* _Document segment_
Begin

Guest contributor
Htet Shein Lynn
By December 2024, the Arakan Army (AA) had secured control over 14 of Arakan (Rakhine) State’s 17 townships, except for the island of Manaung, the state capital Sittwe, and the vital port town of Kyaukphyu.
Despite declaring a ceasefire on Dec. 29, the AA expanded military operations into Magway, Bago, and Ayeyarwady regions.
In January, the AA captured two military camps in the Rakhine Yoma, provoking artillery fire from the regime’s battalion in Ngathaingchaung town of Ayeyarwady Region.
Concurrently, the AA seized Magyizin village, while the National Unity Government (NUG) established the Ayeyarwady People’s Defense Force (PDF) in December.
Analyzing the extension of conflict from Rakhine to Ayeyarwady necessitates tracking the AA’s expanded military operations, which aim to weaken military defenses and disrupt the Directorate of Defence Industries (DDI) factories, which produce weapons and equipment, in Bago and Magway regions.
Following the seizure of Gwa Township in southern Rakhine, the AA declared readiness for political dialogue while maintaining its military offensives.
Its advances follow three primary routes: Gwa-Ngathaingchaung towards Ayeyarwady Region, Ann-Padan towards Magway Region, and Taungup towards Bago Region.
Although Ayeyarwady lacks DDI factories, Magway hosts 15, and Bago has 7. With intensifying operations along these routes, DDI-14 on the Ann-Padan Road in Ngape Township is now highly vulnerable. At least eight AA-trained resistance groups are engaged in ongoing combat in the Rakhine Yoma.
Having received training from the AA since mid-2021, these forces gained combat experience in Rakhine and Paletwa, in southern Chin State, and are now pushing beyond Rakhine into central Myanmar, further undermining junta control.
In early January, the AA captured two regime checkpoints, Daung Chaung and Beda, in Ayeyarwady Region, along with Magyizin and Bawmi villages.
Media reports indicate PDF involvement in these battles. South of Magyizin, the junta reinforced Wetthay village, previously a significant site for military exercises in 2018.
However, the AA bypassed Wetthay and attacked a police outpost near Thabaung Town. Consequently, the AA and the PDF forces are now advancing from two strategic directions—along the Gwa-Ngathaingchaung road and Thabaung, positioned between the Rakhine Yoma and the western bank of the Ngawan River.

End

* _Work instructions_
1. Answer these questions from the article on the Arakan Army's advance:
(a) Which three places in Arakan State were outside AA control by December 2024?
(b) How many DDI factories does Magway host?
(c) Which two regime checkpoints did the AA capture in early January?
2. Translate this sentence from the article on the Arakan Army's advance into Spanish: "Despite declaring a ceasefire on Dec. 29, the AA expanded military operations into Magway, Bago, and Ayeyarwady regions."

* _Excerpted data_
Begin

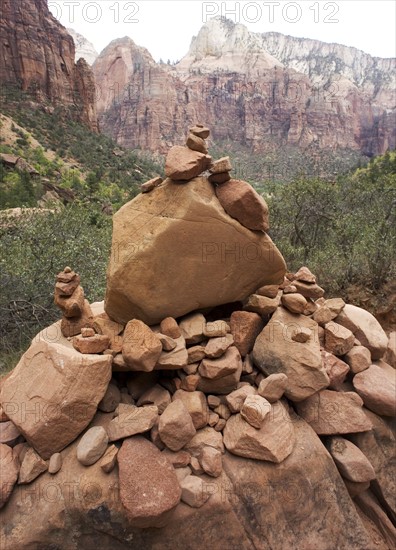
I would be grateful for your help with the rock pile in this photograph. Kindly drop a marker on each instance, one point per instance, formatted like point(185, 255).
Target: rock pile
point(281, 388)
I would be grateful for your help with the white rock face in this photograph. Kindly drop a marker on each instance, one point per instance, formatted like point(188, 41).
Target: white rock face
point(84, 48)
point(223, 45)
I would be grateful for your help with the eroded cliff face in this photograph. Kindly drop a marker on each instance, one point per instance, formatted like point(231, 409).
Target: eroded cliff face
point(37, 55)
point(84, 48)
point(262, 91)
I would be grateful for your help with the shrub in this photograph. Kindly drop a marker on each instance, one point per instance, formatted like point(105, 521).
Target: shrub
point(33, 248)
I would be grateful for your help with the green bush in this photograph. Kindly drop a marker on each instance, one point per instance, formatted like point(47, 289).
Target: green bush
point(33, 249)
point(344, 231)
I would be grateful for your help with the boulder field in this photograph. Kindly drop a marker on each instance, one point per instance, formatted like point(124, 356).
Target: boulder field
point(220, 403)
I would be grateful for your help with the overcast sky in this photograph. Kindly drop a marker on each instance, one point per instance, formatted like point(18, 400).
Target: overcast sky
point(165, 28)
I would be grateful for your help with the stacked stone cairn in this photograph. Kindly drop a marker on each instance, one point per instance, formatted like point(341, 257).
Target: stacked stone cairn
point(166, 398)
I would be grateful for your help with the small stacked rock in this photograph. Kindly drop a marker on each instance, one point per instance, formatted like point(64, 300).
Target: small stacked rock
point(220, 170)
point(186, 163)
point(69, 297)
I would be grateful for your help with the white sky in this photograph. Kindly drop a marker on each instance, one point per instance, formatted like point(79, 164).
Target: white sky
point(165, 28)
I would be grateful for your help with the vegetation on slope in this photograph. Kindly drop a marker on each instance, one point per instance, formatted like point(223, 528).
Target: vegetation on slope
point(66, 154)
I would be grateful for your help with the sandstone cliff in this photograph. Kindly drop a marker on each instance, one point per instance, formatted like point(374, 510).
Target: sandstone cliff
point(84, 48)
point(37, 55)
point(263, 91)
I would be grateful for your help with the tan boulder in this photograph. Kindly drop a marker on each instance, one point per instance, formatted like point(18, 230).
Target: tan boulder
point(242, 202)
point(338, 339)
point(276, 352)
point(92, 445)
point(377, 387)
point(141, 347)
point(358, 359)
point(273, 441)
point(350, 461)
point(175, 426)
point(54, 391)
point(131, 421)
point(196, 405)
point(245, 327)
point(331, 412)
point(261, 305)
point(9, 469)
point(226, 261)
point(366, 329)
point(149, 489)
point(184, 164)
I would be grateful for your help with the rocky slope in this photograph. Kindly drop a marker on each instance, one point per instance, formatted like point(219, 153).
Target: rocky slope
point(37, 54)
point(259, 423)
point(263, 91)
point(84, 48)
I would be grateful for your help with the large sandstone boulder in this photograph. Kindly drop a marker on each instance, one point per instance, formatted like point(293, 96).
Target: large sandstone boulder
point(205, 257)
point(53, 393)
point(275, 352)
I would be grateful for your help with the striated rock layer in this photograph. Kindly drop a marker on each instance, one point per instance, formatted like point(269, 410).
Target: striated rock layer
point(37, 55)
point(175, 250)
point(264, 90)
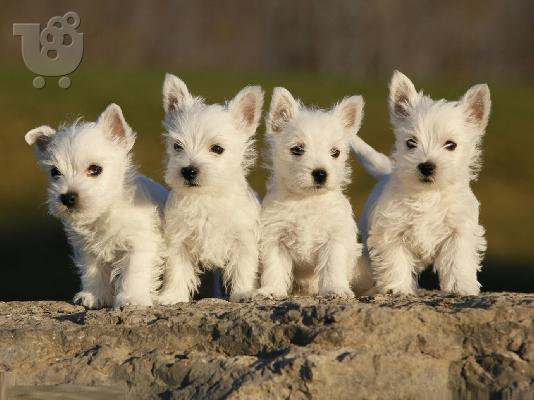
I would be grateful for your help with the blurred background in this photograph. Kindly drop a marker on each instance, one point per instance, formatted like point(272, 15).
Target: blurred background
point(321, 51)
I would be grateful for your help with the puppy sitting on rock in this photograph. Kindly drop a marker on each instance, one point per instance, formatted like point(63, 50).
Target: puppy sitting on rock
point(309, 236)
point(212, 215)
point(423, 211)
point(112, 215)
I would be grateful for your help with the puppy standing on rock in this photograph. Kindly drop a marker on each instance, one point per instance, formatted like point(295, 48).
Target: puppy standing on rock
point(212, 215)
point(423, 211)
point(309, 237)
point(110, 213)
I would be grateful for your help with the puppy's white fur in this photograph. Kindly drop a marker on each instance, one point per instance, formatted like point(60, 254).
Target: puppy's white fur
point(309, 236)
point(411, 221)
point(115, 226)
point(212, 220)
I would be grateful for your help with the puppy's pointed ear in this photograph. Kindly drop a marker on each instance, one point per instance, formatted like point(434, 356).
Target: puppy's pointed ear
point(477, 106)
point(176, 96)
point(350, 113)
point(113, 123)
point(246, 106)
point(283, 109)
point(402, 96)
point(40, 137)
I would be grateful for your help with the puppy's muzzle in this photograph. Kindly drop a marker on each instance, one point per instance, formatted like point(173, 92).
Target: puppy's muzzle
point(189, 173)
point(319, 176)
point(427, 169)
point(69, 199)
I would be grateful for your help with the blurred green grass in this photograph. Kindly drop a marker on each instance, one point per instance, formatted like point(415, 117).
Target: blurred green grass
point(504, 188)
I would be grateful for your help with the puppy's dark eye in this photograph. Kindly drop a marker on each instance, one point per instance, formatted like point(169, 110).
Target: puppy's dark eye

End

* _Per-task answers_
1.
(a) The island of Manaung, the state capital Sittwe, and the port town of Kyaukphyu.
(b) 15.
(c) Daung Chaung and Beda.

2. A pesar de haber declarado un alto el fuego el 29 de diciembre, el AA extendió sus operaciones militares a las regiones de Magway, Bago y Ayeyarwady.